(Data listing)
____________
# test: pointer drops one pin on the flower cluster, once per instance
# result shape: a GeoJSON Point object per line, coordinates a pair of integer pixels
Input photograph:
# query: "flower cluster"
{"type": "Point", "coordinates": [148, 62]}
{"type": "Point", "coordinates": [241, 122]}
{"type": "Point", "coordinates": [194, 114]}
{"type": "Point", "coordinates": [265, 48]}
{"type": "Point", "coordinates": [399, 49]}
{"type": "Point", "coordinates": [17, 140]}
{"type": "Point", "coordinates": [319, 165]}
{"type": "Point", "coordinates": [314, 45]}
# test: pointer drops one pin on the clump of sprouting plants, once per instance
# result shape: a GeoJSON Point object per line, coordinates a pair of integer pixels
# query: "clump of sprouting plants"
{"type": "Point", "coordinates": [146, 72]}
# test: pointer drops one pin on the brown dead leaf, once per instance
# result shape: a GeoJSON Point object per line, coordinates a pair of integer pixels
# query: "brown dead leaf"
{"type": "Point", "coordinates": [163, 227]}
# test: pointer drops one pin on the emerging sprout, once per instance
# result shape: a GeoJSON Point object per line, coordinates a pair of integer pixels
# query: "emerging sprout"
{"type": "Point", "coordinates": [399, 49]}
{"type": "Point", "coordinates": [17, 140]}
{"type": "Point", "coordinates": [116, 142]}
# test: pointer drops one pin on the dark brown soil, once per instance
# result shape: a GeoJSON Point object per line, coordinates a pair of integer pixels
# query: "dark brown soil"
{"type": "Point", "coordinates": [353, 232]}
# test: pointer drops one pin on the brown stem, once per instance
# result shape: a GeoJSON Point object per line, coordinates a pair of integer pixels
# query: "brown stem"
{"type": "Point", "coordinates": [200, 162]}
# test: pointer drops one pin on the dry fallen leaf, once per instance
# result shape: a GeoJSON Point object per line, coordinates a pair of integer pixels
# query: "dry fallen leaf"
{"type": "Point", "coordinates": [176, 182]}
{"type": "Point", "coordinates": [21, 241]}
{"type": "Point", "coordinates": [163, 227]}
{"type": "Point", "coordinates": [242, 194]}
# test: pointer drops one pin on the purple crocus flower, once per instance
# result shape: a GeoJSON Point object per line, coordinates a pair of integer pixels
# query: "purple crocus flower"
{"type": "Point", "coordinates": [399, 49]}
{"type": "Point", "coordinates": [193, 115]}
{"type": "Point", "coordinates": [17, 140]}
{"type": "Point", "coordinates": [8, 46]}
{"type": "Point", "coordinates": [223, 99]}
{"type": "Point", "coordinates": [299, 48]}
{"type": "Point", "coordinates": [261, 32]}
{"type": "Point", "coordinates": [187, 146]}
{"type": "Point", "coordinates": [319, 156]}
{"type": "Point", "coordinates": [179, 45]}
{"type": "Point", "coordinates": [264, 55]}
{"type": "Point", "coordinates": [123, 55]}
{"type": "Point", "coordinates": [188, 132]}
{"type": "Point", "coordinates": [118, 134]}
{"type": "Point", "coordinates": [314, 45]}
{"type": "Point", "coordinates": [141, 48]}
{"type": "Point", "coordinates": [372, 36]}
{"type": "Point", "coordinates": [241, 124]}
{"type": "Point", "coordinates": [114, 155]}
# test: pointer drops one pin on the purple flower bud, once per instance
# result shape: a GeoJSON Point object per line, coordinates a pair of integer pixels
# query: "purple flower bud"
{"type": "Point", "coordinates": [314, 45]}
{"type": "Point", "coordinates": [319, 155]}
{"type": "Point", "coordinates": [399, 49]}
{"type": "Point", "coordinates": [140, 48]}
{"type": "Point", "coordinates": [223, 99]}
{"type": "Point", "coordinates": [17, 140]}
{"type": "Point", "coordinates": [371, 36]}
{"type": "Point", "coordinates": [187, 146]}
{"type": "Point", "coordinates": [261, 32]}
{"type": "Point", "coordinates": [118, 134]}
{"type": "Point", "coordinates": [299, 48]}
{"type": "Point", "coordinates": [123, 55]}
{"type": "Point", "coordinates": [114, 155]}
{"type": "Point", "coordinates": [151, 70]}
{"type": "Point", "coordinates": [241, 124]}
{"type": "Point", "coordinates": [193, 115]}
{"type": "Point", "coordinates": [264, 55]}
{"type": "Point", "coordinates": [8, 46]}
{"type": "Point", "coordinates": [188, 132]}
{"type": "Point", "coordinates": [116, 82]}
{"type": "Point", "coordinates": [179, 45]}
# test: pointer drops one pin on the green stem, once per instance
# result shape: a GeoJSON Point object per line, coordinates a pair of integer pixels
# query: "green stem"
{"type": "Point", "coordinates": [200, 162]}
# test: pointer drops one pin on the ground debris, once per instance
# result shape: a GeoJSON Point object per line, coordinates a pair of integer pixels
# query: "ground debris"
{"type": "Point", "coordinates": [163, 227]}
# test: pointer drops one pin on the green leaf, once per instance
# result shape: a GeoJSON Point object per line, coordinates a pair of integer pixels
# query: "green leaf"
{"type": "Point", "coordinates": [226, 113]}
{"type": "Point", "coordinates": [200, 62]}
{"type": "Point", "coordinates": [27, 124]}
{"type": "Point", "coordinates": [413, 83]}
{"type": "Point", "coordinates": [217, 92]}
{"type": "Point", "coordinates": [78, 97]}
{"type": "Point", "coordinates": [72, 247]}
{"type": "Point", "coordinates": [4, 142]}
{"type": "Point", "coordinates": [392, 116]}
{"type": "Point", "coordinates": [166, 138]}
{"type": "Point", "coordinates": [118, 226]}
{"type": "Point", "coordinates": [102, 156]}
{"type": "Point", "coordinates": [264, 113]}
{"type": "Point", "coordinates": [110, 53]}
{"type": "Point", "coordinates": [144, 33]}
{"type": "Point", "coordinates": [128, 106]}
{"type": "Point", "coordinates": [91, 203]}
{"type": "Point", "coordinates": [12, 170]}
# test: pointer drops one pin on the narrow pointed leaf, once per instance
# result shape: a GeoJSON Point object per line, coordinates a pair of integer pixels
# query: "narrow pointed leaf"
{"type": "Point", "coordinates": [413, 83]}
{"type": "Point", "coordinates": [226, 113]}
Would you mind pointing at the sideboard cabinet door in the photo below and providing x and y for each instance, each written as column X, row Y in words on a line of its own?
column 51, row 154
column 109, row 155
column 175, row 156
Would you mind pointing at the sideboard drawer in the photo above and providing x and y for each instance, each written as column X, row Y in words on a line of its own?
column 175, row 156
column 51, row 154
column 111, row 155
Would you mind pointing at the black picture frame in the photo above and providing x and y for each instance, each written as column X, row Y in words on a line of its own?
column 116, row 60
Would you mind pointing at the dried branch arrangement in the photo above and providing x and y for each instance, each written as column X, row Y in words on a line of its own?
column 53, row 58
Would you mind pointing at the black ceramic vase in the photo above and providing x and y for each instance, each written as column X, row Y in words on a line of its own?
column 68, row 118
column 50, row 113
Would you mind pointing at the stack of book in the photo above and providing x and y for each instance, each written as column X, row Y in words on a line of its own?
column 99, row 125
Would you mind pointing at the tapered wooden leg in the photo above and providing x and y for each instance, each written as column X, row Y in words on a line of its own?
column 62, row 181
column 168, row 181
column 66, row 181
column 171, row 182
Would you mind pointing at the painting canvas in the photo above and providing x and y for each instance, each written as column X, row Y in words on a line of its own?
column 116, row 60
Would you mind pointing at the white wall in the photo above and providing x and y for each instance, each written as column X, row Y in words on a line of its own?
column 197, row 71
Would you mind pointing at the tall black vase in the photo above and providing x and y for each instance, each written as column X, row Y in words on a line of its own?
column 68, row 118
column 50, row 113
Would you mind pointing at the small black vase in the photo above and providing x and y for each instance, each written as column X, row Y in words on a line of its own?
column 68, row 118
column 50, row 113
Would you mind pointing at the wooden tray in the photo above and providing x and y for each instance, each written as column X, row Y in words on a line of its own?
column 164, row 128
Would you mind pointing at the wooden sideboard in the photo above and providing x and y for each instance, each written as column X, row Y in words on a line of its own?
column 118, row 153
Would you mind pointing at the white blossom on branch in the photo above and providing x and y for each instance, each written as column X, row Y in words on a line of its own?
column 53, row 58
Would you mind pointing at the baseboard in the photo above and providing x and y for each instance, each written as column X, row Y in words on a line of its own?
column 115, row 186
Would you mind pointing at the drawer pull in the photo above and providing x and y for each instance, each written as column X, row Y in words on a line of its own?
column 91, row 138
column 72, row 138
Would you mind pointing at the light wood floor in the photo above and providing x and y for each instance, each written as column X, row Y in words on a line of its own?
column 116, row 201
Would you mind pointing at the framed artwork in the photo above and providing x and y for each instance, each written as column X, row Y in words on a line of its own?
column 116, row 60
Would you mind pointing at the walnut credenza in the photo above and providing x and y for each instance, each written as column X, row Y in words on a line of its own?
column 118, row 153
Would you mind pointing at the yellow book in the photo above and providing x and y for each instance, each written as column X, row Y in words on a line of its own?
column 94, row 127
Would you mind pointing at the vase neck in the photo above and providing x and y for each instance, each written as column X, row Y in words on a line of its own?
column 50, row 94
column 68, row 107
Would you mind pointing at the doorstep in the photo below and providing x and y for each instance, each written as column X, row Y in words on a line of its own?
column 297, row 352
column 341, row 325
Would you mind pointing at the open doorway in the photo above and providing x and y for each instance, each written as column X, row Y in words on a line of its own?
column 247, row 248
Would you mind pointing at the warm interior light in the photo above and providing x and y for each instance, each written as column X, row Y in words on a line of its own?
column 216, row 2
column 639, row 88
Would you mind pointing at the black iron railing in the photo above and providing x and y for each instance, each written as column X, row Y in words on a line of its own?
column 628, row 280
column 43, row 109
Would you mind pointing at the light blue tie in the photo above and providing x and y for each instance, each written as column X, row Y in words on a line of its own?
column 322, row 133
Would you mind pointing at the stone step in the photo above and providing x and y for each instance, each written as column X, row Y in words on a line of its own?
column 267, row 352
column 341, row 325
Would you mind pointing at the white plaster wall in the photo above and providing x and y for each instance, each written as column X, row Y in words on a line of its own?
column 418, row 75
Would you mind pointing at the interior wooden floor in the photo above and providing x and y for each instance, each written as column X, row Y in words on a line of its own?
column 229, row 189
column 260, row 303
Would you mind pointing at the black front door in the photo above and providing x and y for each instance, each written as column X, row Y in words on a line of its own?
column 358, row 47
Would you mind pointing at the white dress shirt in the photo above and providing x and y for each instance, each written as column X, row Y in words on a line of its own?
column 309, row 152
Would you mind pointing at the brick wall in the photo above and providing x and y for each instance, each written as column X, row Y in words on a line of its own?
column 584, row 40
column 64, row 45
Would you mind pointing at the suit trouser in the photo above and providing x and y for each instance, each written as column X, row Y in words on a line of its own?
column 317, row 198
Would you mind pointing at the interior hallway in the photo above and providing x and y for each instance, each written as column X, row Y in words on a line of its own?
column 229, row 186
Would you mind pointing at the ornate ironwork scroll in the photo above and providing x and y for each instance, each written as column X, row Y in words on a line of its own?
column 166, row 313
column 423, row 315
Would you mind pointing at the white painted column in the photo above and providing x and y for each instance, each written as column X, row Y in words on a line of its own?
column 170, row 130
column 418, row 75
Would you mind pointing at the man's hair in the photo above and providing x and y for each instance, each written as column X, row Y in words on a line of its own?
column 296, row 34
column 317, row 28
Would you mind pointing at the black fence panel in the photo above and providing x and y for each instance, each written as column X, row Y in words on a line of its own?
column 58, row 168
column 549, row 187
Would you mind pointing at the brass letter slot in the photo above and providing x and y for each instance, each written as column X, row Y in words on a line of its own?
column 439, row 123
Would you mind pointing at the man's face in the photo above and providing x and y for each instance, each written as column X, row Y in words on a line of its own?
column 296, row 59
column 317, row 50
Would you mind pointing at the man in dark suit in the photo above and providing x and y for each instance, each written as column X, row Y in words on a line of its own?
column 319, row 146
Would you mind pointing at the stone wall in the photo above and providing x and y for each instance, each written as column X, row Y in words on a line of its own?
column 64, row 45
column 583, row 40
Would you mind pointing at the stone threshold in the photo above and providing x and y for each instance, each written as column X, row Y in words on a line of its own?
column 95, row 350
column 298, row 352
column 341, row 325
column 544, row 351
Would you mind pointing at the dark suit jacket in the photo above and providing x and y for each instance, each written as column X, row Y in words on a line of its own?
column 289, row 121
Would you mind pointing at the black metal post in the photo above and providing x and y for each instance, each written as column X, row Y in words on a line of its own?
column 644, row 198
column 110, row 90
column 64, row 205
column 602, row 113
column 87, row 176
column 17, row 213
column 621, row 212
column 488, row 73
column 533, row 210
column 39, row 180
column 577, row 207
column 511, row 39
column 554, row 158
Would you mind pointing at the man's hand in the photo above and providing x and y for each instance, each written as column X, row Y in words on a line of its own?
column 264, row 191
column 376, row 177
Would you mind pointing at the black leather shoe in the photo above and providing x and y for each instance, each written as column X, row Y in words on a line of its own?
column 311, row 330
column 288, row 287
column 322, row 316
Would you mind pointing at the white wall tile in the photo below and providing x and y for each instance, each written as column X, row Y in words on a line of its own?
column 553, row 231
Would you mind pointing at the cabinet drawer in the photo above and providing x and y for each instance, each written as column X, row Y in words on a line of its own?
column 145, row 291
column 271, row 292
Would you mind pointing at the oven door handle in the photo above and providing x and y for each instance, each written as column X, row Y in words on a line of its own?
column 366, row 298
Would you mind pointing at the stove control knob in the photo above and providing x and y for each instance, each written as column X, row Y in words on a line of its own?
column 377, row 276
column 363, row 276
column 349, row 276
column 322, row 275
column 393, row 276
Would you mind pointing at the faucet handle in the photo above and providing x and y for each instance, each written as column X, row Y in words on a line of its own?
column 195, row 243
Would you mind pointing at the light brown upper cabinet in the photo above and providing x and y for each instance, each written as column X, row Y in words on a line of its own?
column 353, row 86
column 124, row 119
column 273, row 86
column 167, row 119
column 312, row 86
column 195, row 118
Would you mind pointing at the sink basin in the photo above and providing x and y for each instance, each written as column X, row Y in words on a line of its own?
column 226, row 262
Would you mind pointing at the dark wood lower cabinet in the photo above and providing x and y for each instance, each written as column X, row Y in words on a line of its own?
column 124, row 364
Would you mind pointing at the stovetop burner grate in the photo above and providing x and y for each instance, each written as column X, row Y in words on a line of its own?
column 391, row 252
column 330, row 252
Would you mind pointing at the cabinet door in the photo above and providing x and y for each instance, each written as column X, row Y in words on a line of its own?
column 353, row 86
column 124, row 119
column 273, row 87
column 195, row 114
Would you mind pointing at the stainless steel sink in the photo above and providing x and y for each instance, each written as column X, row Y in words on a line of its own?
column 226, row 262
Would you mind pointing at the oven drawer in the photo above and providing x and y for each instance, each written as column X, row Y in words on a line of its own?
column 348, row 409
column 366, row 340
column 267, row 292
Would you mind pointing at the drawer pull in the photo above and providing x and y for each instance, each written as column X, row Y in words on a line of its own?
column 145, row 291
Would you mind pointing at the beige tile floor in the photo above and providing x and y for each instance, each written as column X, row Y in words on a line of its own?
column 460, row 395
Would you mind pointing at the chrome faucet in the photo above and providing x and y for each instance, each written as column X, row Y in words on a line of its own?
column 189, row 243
____________
# TASK GOAL
Reproduce verbatim the lines starting with the line that contains "Would you mind pointing at the man in" and continuing through the line that contains "column 322, row 316", with both of those lines included.

# OUTPUT OF THE EXERCISE
Would you mind pointing at the man in dark suit in the photo above and providing x and y for each instance, each written as column X, row Y in words on a line of its own?
column 319, row 146
Would you mind pointing at the stone wall in the photo above and providing x and y for each instance, each written as column X, row Y in words on a line of its own?
column 64, row 45
column 583, row 40
Would you mind pointing at the stone threshold in the photo above and providing x and y for each instance, each written as column X, row Y in words on a line of its own?
column 95, row 350
column 298, row 352
column 341, row 325
column 544, row 351
Would you mind pointing at the dark suit jacket in the photo above and providing x and y for each instance, each written as column X, row Y in words on a line of its own?
column 289, row 121
Would you mind pointing at the black metal post in the photo above and providing x and y for each instance, each written as column X, row Y in words on a line of its own?
column 644, row 198
column 110, row 90
column 64, row 205
column 602, row 113
column 87, row 176
column 17, row 213
column 621, row 212
column 488, row 73
column 533, row 210
column 39, row 180
column 577, row 207
column 511, row 39
column 554, row 158
Would you mind pointing at the man's hand in the photo above and providing x and y for each instance, each written as column X, row Y in words on a line of its own?
column 264, row 191
column 376, row 177
Would you mind pointing at the black leather shoe in the photo above and providing x and y for each instance, each written as column X, row Y in words on a line of its own?
column 311, row 330
column 288, row 287
column 322, row 316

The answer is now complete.